**Exercise requirements**
Every line in the records below with the string "spectators" needs to be copied out.

● ● ● ● ●

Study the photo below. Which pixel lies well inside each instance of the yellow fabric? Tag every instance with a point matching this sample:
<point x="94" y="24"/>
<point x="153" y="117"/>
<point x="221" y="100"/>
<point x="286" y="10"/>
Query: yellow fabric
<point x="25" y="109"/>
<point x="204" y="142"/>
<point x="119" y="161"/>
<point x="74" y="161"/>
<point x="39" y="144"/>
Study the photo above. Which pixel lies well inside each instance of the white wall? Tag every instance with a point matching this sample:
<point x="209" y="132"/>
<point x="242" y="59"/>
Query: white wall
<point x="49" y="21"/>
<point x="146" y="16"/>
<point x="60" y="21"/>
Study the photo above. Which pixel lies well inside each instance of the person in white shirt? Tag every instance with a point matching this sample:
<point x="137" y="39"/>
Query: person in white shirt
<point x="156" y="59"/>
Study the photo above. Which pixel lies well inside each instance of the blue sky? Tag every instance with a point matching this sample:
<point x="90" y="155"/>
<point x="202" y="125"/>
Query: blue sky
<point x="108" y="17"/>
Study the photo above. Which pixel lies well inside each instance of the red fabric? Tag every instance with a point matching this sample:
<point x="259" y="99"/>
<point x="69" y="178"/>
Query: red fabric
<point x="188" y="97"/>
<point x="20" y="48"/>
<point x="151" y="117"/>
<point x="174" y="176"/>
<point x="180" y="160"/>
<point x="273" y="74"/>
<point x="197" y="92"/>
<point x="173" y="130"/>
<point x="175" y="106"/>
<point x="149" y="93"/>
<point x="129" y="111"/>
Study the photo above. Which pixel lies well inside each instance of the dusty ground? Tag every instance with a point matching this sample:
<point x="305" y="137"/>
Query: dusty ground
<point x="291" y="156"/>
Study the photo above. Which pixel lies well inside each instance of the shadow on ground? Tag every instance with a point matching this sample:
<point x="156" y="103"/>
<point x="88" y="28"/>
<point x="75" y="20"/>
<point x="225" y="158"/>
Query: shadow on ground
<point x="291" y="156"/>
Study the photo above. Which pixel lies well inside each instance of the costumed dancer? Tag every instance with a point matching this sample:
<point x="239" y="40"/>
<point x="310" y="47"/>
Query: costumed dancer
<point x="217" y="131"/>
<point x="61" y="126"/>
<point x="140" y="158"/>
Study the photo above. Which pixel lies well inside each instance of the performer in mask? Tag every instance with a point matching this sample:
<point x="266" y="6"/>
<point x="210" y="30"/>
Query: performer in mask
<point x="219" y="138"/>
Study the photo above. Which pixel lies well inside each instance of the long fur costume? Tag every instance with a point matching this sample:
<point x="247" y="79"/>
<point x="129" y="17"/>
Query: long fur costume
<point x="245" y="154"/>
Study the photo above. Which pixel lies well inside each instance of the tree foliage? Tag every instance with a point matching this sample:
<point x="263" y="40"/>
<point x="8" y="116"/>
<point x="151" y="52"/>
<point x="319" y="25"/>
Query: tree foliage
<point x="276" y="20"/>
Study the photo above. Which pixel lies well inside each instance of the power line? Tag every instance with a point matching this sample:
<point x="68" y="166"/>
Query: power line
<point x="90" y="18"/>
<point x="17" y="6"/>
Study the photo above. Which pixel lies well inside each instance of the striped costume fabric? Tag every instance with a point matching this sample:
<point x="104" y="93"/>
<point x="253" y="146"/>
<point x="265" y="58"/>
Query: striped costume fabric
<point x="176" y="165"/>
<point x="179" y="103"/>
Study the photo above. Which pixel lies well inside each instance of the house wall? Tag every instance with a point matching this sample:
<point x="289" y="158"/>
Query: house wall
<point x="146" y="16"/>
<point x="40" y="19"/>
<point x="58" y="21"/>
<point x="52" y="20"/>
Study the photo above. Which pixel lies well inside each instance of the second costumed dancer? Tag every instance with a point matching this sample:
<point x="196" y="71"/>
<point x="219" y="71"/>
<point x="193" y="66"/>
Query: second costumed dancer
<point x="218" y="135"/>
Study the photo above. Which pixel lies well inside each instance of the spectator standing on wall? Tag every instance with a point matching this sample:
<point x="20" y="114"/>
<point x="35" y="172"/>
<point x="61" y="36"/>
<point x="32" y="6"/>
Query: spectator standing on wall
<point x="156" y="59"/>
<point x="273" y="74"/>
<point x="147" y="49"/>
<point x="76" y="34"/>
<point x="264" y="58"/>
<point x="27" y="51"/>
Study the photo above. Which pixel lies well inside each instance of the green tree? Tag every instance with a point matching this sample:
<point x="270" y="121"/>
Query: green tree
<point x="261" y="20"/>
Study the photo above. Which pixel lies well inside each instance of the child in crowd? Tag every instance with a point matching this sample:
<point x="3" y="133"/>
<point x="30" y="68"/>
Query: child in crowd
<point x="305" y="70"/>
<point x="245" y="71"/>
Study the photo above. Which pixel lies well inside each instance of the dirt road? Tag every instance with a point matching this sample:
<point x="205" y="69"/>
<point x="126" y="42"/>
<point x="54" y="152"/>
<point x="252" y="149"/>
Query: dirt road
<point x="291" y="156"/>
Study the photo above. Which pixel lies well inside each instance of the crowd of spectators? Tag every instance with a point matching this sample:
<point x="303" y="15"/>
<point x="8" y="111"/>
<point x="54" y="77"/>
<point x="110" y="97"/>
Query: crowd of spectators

● ● ● ● ●

**Answer to this exercise**
Study the photo above. Which pixel lies well inside each instance of the crowd of spectators? Tag every instance with a point matching this sample:
Query: crowd of spectators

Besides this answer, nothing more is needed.